**WHAT YOU ARE ASKED TO DO**:
Wherever the word "woman" occurs in the lines below, copy the whole line.

**EXERCISE MATERIAL**:
________________________________________

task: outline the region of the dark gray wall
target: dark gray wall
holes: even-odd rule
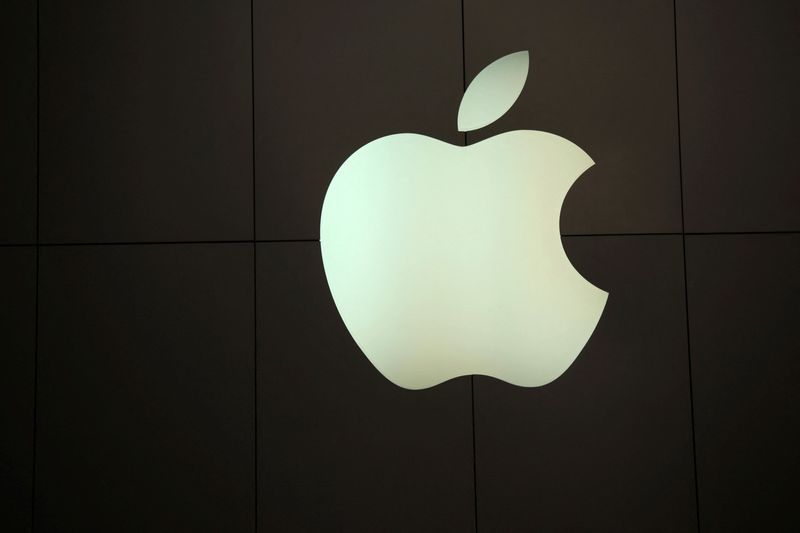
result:
[[[798,6],[4,2],[0,529],[794,530]],[[596,161],[561,229],[605,314],[545,387],[400,389],[328,292],[327,184],[510,129]]]

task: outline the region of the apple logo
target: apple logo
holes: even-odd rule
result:
[[[516,101],[528,52],[469,85],[459,131]],[[569,188],[594,164],[543,131],[455,146],[413,133],[367,143],[339,168],[322,206],[320,246],[336,307],[390,381],[432,387],[469,374],[545,385],[572,364],[608,293],[561,244]]]

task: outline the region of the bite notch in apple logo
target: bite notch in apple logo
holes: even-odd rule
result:
[[[502,116],[527,75],[527,51],[484,68],[459,131]],[[400,133],[352,154],[326,193],[320,246],[336,307],[372,364],[407,389],[469,374],[535,387],[564,373],[608,297],[573,268],[559,231],[569,188],[593,164],[533,130],[466,147]]]

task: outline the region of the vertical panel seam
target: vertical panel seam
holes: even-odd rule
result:
[[[253,530],[258,532],[258,268],[256,243],[256,68],[253,1],[250,0],[250,135],[253,178]]]
[[[683,150],[681,146],[681,98],[680,98],[680,82],[678,79],[678,6],[677,0],[672,0],[672,29],[673,29],[673,42],[675,47],[675,111],[677,116],[678,126],[678,178],[680,183],[680,196],[681,196],[681,246],[683,250],[683,301],[685,305],[686,315],[686,357],[688,363],[688,377],[689,377],[689,412],[692,425],[692,466],[694,469],[694,502],[695,502],[695,519],[697,531],[700,533],[700,490],[697,480],[697,437],[695,432],[695,419],[694,419],[694,380],[692,376],[692,342],[690,334],[689,322],[689,277],[686,265],[686,212],[684,208],[684,191],[683,191]]]
[[[467,50],[464,37],[464,1],[461,0],[461,96],[467,91]],[[460,101],[460,100],[459,100]],[[464,146],[467,146],[467,132],[464,135]],[[475,533],[478,533],[478,454],[475,447],[475,376],[469,377],[469,392],[472,415],[472,497]]]
[[[39,0],[36,0],[36,254],[34,264],[34,325],[33,325],[33,431],[31,434],[31,531],[35,530],[36,523],[36,439],[37,439],[37,411],[39,396],[39,175],[40,175],[40,156],[39,156],[39,86],[40,86],[40,61],[39,61]]]

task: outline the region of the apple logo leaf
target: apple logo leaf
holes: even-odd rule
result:
[[[488,126],[511,109],[528,78],[528,51],[514,52],[484,67],[458,108],[458,131]]]

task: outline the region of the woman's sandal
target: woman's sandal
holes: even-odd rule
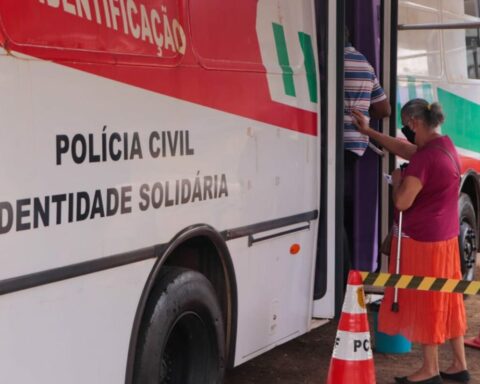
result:
[[[428,379],[425,380],[420,380],[420,381],[410,381],[408,378],[405,377],[395,377],[395,381],[398,384],[442,384],[443,380],[440,377],[440,375],[437,376],[432,376]]]
[[[456,373],[440,372],[440,376],[442,376],[443,379],[456,381],[458,383],[468,383],[470,381],[470,373],[467,370]]]

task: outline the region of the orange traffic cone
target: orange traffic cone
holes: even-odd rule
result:
[[[375,384],[365,294],[358,271],[350,271],[327,384]]]
[[[465,340],[465,345],[468,345],[469,347],[480,349],[480,333],[478,334],[477,337],[475,337],[473,339]]]

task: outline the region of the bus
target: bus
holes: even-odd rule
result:
[[[221,383],[311,328],[315,3],[0,1],[0,382]]]
[[[398,8],[397,115],[407,100],[439,101],[441,132],[460,155],[460,253],[464,278],[472,280],[480,219],[480,1],[401,0]]]
[[[222,383],[334,318],[344,24],[395,103],[397,3],[1,0],[0,382]]]

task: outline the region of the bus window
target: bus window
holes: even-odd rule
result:
[[[478,20],[480,17],[480,1],[465,0],[465,14]],[[467,29],[465,31],[465,41],[468,77],[470,79],[480,79],[480,29]]]
[[[420,3],[418,1],[417,3]],[[433,4],[436,1],[422,1]],[[401,3],[399,24],[440,22],[438,8]],[[438,30],[400,31],[398,34],[398,75],[439,77],[442,74],[441,38]]]
[[[470,79],[480,79],[480,29],[467,29],[465,34],[467,74]]]
[[[461,4],[461,1],[459,1]],[[480,5],[478,0],[465,0],[465,14],[478,17]]]
[[[479,0],[446,2],[444,23],[479,21]],[[443,31],[445,60],[450,81],[480,78],[480,31],[452,29]]]

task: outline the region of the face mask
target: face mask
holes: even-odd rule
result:
[[[402,133],[410,143],[415,144],[415,132],[412,131],[409,126],[404,125],[402,127]]]

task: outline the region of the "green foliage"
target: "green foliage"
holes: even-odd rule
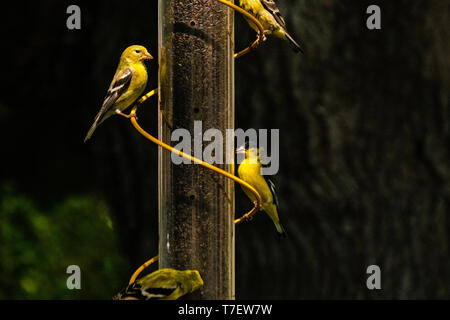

________________________________________

**SOLUTION FOR THIS EXERCISE**:
task: outline the region of the woman's sandal
target: woman's sandal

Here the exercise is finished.